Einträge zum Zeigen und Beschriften
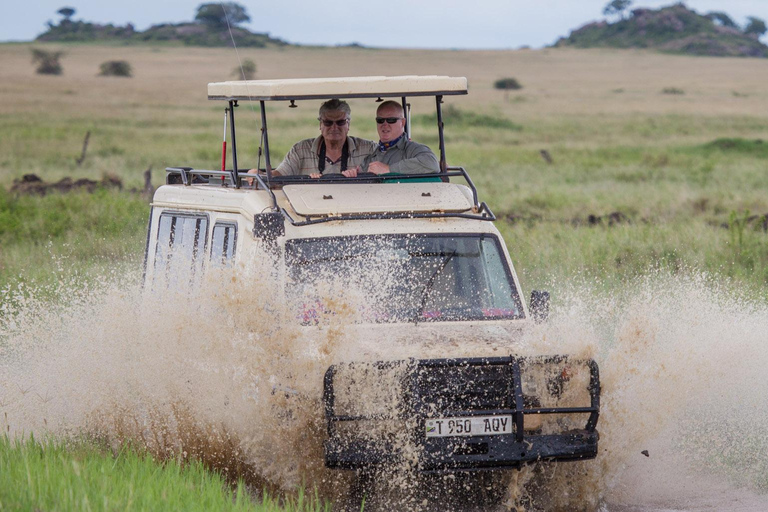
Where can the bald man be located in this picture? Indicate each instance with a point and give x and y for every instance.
(395, 153)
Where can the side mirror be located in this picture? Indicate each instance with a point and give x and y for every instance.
(539, 306)
(268, 226)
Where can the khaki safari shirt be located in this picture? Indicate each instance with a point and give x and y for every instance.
(302, 158)
(405, 157)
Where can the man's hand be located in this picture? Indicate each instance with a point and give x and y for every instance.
(351, 173)
(251, 171)
(378, 168)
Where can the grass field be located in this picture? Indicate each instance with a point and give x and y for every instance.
(82, 476)
(619, 144)
(640, 178)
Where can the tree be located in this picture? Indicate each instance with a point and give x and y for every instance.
(755, 27)
(617, 7)
(722, 19)
(214, 14)
(47, 61)
(67, 12)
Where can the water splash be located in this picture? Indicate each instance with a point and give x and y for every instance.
(227, 374)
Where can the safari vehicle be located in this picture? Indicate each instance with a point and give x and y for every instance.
(446, 267)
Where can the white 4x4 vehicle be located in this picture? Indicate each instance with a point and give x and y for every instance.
(445, 265)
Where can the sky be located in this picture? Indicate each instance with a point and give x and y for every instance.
(461, 24)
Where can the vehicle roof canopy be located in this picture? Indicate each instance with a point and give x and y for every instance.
(344, 87)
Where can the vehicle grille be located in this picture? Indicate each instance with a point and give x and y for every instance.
(470, 387)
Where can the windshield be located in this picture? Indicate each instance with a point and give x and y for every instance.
(403, 278)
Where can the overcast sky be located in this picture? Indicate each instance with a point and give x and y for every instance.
(387, 23)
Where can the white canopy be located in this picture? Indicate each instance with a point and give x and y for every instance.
(344, 87)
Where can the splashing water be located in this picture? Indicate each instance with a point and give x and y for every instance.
(226, 373)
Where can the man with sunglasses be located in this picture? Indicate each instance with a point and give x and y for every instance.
(395, 153)
(333, 151)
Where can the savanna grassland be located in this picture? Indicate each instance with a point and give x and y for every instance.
(651, 161)
(663, 153)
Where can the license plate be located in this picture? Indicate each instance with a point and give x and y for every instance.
(472, 426)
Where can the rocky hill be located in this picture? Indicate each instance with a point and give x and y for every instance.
(188, 33)
(675, 29)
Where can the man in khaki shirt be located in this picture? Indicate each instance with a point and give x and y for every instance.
(395, 153)
(333, 151)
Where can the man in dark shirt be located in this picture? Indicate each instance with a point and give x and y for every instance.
(395, 153)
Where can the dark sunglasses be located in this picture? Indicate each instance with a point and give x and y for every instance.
(389, 120)
(340, 122)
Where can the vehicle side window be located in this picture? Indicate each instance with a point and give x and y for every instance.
(223, 244)
(181, 243)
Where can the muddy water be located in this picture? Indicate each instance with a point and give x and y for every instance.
(226, 374)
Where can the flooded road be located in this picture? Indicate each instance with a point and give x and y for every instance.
(682, 365)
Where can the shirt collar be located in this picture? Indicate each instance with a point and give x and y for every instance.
(384, 146)
(319, 139)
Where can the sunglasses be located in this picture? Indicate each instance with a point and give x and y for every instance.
(340, 122)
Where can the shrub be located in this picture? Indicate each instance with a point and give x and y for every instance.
(47, 62)
(115, 68)
(507, 84)
(247, 70)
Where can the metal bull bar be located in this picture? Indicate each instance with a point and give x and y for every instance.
(433, 388)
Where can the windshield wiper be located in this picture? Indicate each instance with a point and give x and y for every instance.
(428, 286)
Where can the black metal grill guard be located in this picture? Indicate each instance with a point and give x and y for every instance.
(469, 453)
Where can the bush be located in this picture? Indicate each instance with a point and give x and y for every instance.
(115, 68)
(47, 62)
(507, 84)
(247, 71)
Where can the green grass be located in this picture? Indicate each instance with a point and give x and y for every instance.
(46, 238)
(84, 476)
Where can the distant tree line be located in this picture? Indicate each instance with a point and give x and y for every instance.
(755, 26)
(210, 27)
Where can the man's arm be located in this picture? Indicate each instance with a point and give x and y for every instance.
(291, 164)
(419, 159)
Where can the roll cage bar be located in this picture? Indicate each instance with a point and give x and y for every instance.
(268, 182)
(233, 103)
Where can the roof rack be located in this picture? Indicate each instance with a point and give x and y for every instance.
(189, 176)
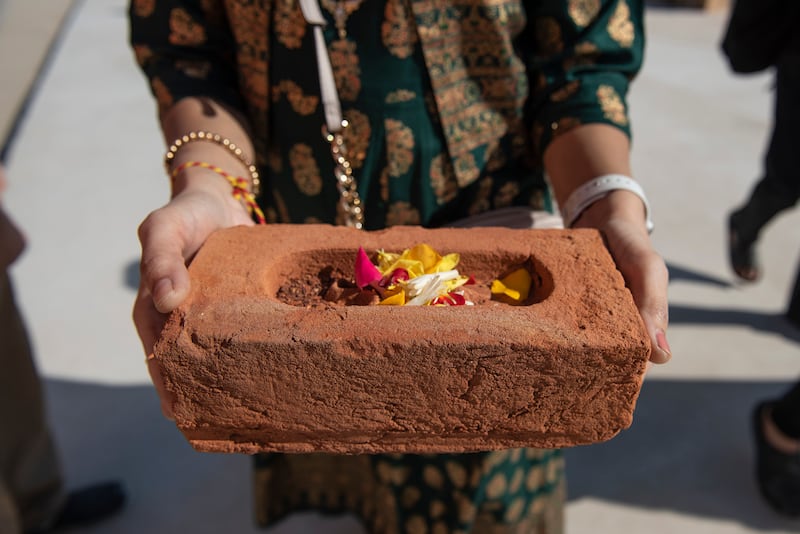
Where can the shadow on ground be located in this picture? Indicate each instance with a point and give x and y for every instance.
(688, 451)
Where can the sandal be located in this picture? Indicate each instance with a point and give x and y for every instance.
(742, 254)
(777, 473)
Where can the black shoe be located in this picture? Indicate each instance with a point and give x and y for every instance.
(88, 505)
(741, 252)
(778, 474)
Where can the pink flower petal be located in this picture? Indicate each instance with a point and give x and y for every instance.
(365, 271)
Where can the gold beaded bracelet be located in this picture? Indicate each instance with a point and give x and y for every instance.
(201, 135)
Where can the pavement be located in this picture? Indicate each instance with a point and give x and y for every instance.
(84, 165)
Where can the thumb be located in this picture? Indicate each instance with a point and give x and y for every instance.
(163, 265)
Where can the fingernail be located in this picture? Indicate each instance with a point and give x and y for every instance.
(161, 290)
(661, 339)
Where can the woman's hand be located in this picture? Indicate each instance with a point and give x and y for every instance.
(620, 218)
(593, 150)
(170, 236)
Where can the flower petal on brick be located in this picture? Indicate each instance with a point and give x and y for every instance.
(516, 285)
(396, 299)
(365, 271)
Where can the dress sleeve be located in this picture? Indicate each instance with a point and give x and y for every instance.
(185, 48)
(581, 56)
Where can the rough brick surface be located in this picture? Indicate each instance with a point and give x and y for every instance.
(251, 373)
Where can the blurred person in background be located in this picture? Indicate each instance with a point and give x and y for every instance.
(33, 499)
(760, 35)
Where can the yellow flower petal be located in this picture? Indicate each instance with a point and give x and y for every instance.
(515, 286)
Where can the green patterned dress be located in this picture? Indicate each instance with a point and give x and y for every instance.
(451, 104)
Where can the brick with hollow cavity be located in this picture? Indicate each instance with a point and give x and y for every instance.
(249, 372)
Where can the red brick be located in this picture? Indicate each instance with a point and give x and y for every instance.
(251, 373)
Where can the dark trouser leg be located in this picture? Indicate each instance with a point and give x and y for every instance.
(793, 312)
(786, 413)
(30, 479)
(779, 189)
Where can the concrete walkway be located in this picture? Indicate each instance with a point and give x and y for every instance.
(84, 169)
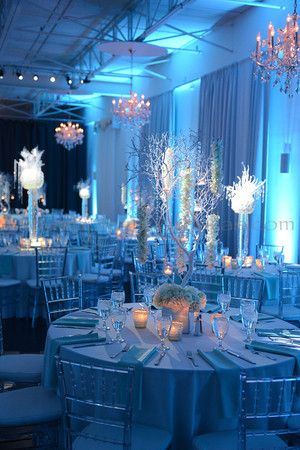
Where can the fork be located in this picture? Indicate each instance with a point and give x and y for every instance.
(190, 356)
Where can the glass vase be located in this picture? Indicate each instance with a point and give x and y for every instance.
(243, 235)
(33, 214)
(84, 208)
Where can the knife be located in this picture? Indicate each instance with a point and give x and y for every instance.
(237, 355)
(159, 358)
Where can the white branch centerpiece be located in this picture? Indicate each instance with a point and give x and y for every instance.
(84, 190)
(172, 167)
(242, 196)
(32, 179)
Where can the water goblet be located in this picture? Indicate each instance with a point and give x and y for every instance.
(220, 327)
(163, 325)
(104, 308)
(224, 301)
(118, 320)
(118, 298)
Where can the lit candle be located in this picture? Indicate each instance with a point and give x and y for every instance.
(175, 333)
(259, 264)
(248, 261)
(140, 317)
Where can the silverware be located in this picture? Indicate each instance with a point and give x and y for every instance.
(161, 355)
(124, 349)
(263, 354)
(237, 355)
(190, 356)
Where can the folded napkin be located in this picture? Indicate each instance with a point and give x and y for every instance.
(261, 316)
(136, 357)
(77, 320)
(53, 348)
(211, 308)
(279, 350)
(278, 332)
(228, 378)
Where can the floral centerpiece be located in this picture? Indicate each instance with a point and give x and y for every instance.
(178, 301)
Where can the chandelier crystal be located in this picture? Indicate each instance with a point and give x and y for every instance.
(134, 111)
(69, 135)
(280, 55)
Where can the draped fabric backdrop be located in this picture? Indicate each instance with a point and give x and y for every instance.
(62, 168)
(230, 109)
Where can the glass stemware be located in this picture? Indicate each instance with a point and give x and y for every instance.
(163, 325)
(104, 308)
(224, 300)
(118, 320)
(220, 327)
(118, 298)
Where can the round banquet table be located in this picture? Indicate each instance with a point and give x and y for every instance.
(176, 396)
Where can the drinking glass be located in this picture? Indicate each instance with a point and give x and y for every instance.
(163, 325)
(224, 301)
(104, 308)
(118, 298)
(118, 320)
(220, 327)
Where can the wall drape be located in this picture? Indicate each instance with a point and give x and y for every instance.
(62, 168)
(230, 109)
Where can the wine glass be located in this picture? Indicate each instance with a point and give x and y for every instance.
(118, 298)
(224, 301)
(163, 325)
(118, 320)
(220, 327)
(104, 308)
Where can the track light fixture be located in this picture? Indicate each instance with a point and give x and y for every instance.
(19, 75)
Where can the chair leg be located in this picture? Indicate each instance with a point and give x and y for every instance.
(35, 305)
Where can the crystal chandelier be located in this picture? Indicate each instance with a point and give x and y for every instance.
(69, 135)
(133, 111)
(280, 55)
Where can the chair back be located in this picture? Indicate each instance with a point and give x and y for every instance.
(97, 405)
(63, 295)
(289, 294)
(50, 262)
(268, 400)
(250, 288)
(210, 283)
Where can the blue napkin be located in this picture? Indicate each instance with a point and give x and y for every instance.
(228, 378)
(77, 320)
(49, 373)
(136, 357)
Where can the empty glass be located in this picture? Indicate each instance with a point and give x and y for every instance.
(220, 327)
(118, 320)
(118, 298)
(224, 301)
(163, 325)
(104, 308)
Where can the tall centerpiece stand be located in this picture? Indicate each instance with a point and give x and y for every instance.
(32, 179)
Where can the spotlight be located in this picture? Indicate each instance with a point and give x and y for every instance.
(19, 75)
(68, 79)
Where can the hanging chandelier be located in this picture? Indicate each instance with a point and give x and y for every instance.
(69, 135)
(133, 111)
(280, 55)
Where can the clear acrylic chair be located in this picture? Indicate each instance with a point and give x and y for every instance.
(210, 283)
(63, 295)
(50, 262)
(98, 403)
(250, 288)
(269, 417)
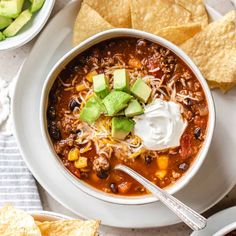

▸ Aufgabenstellung: Gib an, wie viele Zeilen oben das Wort „safari“ enthalten. Antworte nur mit der Zahl.

▸ Vollständige Antwort: 2